_What is required_
Convert all the rows below into a JSON array of strings, with one string per line and no blank lines. Leave the pictures out.
— START —
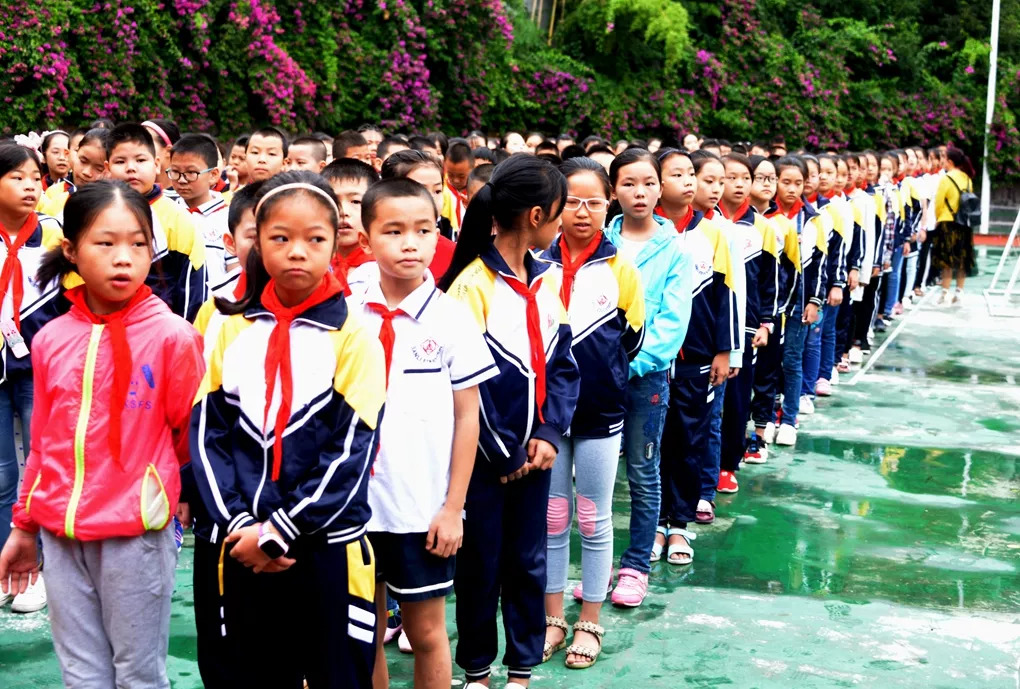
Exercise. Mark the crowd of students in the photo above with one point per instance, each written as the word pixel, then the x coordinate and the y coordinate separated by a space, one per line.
pixel 414 361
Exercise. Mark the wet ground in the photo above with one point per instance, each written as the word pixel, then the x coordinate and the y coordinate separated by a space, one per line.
pixel 883 550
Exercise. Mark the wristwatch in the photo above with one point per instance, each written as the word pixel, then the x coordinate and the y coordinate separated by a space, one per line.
pixel 271 544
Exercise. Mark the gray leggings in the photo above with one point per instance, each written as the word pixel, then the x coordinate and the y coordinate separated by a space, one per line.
pixel 594 462
pixel 109 605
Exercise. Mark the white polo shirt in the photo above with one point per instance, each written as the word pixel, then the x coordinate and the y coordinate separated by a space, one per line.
pixel 438 348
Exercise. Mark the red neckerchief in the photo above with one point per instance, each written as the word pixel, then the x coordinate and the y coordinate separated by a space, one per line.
pixel 11 271
pixel 536 344
pixel 277 355
pixel 342 265
pixel 740 211
pixel 121 355
pixel 570 267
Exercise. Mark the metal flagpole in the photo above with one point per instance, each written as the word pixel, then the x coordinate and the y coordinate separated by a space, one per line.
pixel 989 109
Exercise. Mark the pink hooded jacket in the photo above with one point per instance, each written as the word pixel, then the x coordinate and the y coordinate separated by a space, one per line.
pixel 72 486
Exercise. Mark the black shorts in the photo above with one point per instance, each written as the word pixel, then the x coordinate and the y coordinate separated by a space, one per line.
pixel 411 573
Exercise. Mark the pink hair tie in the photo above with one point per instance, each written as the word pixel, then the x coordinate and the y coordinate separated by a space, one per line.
pixel 158 130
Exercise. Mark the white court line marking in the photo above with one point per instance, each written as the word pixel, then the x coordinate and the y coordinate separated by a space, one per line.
pixel 881 348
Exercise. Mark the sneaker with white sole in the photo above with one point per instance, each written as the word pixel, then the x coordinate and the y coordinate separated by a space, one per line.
pixel 786 436
pixel 631 587
pixel 34 598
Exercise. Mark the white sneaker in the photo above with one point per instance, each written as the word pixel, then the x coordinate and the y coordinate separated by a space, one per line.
pixel 786 435
pixel 34 598
pixel 403 643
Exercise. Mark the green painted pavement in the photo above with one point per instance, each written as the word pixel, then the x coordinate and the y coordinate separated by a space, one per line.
pixel 883 551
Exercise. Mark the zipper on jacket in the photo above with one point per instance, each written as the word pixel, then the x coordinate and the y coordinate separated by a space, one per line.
pixel 83 426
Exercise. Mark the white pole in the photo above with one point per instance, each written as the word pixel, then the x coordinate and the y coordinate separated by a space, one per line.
pixel 989 109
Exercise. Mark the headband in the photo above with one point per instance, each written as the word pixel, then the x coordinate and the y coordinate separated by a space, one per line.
pixel 297 185
pixel 158 130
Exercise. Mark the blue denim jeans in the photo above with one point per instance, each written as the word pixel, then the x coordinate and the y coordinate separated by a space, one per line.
pixel 893 288
pixel 813 354
pixel 15 396
pixel 793 365
pixel 647 402
pixel 711 462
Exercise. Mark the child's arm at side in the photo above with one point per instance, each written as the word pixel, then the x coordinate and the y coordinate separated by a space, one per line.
pixel 447 530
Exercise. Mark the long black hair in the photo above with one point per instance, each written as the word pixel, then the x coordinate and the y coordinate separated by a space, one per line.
pixel 256 277
pixel 518 184
pixel 80 212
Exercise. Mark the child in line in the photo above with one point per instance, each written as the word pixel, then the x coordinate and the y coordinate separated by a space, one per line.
pixel 603 295
pixel 194 170
pixel 266 153
pixel 436 359
pixel 650 241
pixel 122 350
pixel 177 274
pixel 307 153
pixel 350 180
pixel 26 305
pixel 282 460
pixel 525 410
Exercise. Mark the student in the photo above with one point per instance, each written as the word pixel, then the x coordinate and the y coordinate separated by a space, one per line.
pixel 350 180
pixel 194 170
pixel 177 274
pixel 350 144
pixel 56 159
pixel 266 154
pixel 164 134
pixel 953 247
pixel 718 307
pixel 649 240
pixel 426 169
pixel 289 509
pixel 237 163
pixel 525 410
pixel 26 305
pixel 477 179
pixel 759 255
pixel 456 167
pixel 307 153
pixel 804 292
pixel 605 303
pixel 436 359
pixel 93 525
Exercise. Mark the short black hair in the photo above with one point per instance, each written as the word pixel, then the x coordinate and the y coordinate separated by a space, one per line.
pixel 318 148
pixel 271 133
pixel 201 145
pixel 244 199
pixel 349 168
pixel 460 152
pixel 345 141
pixel 396 188
pixel 130 133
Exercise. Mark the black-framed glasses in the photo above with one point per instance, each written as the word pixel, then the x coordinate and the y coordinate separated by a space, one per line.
pixel 189 176
pixel 595 205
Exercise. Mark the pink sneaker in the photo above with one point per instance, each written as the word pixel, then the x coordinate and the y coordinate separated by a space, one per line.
pixel 630 589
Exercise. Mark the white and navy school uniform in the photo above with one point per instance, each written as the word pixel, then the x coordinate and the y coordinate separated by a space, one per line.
pixel 504 550
pixel 438 349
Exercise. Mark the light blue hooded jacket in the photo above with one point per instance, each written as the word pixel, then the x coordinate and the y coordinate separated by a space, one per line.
pixel 666 275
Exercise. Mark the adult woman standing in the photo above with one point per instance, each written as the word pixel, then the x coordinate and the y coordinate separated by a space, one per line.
pixel 953 245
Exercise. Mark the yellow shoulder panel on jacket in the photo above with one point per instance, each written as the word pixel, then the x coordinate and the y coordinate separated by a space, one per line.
pixel 360 375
— END —
_Full output_
[
  "Exercise. Mark the crowd of students in the photo above with one point per instance, each written as the word pixel, then the x coordinate and the y coordinate separated by a space, one per line.",
  "pixel 414 361",
  "Exercise. Mark the wet ground in the photo above with one point per instance, each written as the word pixel, then the x coordinate and the y coordinate separated by a space, one per line.",
  "pixel 883 550",
  "Exercise. Mark the wristwatch in the photo above with one point per instance, each written as the word pixel, then the x coordinate and the y coordinate separated by a space, one per line.",
  "pixel 271 544",
  "Exercise. Mark the gray leggings in the photo above with one point per instance, each written as the word pixel, then the x coordinate and the y coordinate separated by a space, one per line.",
  "pixel 594 462",
  "pixel 109 605",
  "Exercise. Mark the white polo shirt in the photo above with one point per instance, each written as the word pixel, then the x coordinate and the y coordinate separated by a space, one per line.",
  "pixel 438 348",
  "Exercise. Mark the red neckerchief in the photo above with one point per instance, each written as the word pixel, then the x coordinate and the y coordinate separated by a space, one per line.",
  "pixel 11 271",
  "pixel 536 344",
  "pixel 277 355",
  "pixel 342 265",
  "pixel 740 211",
  "pixel 121 355",
  "pixel 570 267",
  "Exercise. Mark the metal flagpole in the photo above with one point per instance, each written as the word pixel, then the x coordinate and the y coordinate separated by a space, one per line.",
  "pixel 989 109",
  "Exercise. Mark the pink hooded jacket in the photo above with one point per instance, each written as the word pixel, then the x coordinate and the y coordinate separated by a space, one per line.",
  "pixel 72 486",
  "Exercise. Mark the black shorts in the photo above with one point per instance, each written as the word pixel, then the x coordinate and the y coordinate separated by a space, one per line.",
  "pixel 411 573",
  "Exercise. Mark the pink hair tie in the photo above with one point per instance, each written as the word pixel, then the x coordinate and the y coordinate separated by a space, one per line.",
  "pixel 158 130",
  "Exercise. Mark the white court line marking in the photo above with one point per instance, each written as the word pixel, then the x coordinate and the y coordinate separated by a space, one per line.",
  "pixel 881 348",
  "Exercise. Mark the sneaker with white sole in the photo above with one point per instance, each written as the word pixel, then the x coordinate and the y coordinate separated by a space, one per line.",
  "pixel 786 436",
  "pixel 631 587",
  "pixel 34 598",
  "Exercise. Mark the white sneaker in the photo above with one point per instance, each written as the word pixel, then the x coordinate and the y coordinate separated by a space, one per line.",
  "pixel 786 435",
  "pixel 34 598",
  "pixel 403 643",
  "Exercise. Mark the green painted pavement in the photo above with one point per instance, each written as the word pixel, then the x coordinate and the y coordinate separated by a space, one per line.",
  "pixel 883 551",
  "Exercise. Mark the zipper on jacket in the photo above with one point per instance, each written as the word pixel, then the x coordinate and the y coordinate separated by a space, one per line.",
  "pixel 83 426",
  "Exercise. Mark the white pole in the photo above with one point per instance, each written as the word pixel, then the x coordinate and the y coordinate separated by a space, one per line.",
  "pixel 989 109",
  "Exercise. Mark the headband in the photo above with one point per instance, each written as the word pixel, then the x coordinate and the y coordinate separated by a space, one per line.",
  "pixel 297 185",
  "pixel 158 130",
  "Exercise. Mark the blue denim jeans in the photo above with one point per instance, each written as the word pixel, then the x coordinate and the y coordinate separated by a space, one per line.",
  "pixel 893 288",
  "pixel 813 354",
  "pixel 15 396",
  "pixel 793 365",
  "pixel 647 402",
  "pixel 711 462",
  "Exercise. Mark the child's arm at side in the photo above with one point per instance, each written as the word pixel, then the x coordinate and the y coordinate separated by a space, one per line.",
  "pixel 447 530",
  "Exercise. Mark the long black hair in the photo above with one point per instance, each written as the word pixel, then the x coordinate and the y coordinate separated by a space, one per line.",
  "pixel 256 277",
  "pixel 518 184",
  "pixel 80 212",
  "Exercise. Mark the child in line in the photo above with one point per instance, each written as the word pixel, then the x coordinate and the y coordinate separated by a space, one per line.",
  "pixel 603 295",
  "pixel 194 170",
  "pixel 266 153",
  "pixel 436 359",
  "pixel 650 241",
  "pixel 122 350",
  "pixel 177 274",
  "pixel 307 153",
  "pixel 350 180",
  "pixel 26 305",
  "pixel 282 460",
  "pixel 525 410",
  "Exercise. Mark the student in the photo above with one point per instance, each written as the word pixel, then the x coordinate and the y coordinate separated by a space, one per line.",
  "pixel 350 180",
  "pixel 194 170",
  "pixel 177 274",
  "pixel 350 144",
  "pixel 56 159",
  "pixel 266 154",
  "pixel 164 134",
  "pixel 953 247",
  "pixel 718 307",
  "pixel 649 240",
  "pixel 426 169",
  "pixel 289 509",
  "pixel 237 163",
  "pixel 525 410",
  "pixel 26 305",
  "pixel 477 179",
  "pixel 759 255",
  "pixel 456 167",
  "pixel 307 153",
  "pixel 804 292",
  "pixel 605 303",
  "pixel 436 359",
  "pixel 93 525",
  "Exercise. Mark the short black hair in the photo above with one point per instance, each written as the word pixel, then the x coordinate and the y coordinate separated by a space, one per line.",
  "pixel 318 148",
  "pixel 271 133",
  "pixel 201 145",
  "pixel 244 199",
  "pixel 349 168",
  "pixel 460 152",
  "pixel 345 141",
  "pixel 396 188",
  "pixel 130 133",
  "Exercise. Mark the black-framed glasses in the photo above with one point per instance, each written as the word pixel, then the x coordinate and the y coordinate separated by a space, one per line.",
  "pixel 189 176",
  "pixel 595 205",
  "Exercise. Mark the pink sneaker in the photo above with one point per instance, each written as the word pixel, then the x coordinate and the y coordinate separated by a space, one per line.",
  "pixel 630 589",
  "Exercise. Mark the white and navy school uniform in the photo above with one point per instance, each written as the word pixel, then the x coordinate and the y coordinate separated by a space, one per line.",
  "pixel 504 550",
  "pixel 438 349",
  "Exercise. Mark the light blue hooded jacket in the photo above with one point per instance, each written as the word pixel, then the x coordinate and the y coordinate separated by a space, one per line.",
  "pixel 666 275",
  "Exercise. Mark the adult woman standing in the photo above with one point per instance, each written as the word pixel, then the x coordinate and the y coordinate separated by a space, one per line.",
  "pixel 953 245",
  "Exercise. Mark the yellow shoulder panel on jacket in the photo above with one point per instance, each written as the word pixel, then the x coordinate and the y coordinate separated by a space, one per line.",
  "pixel 360 375"
]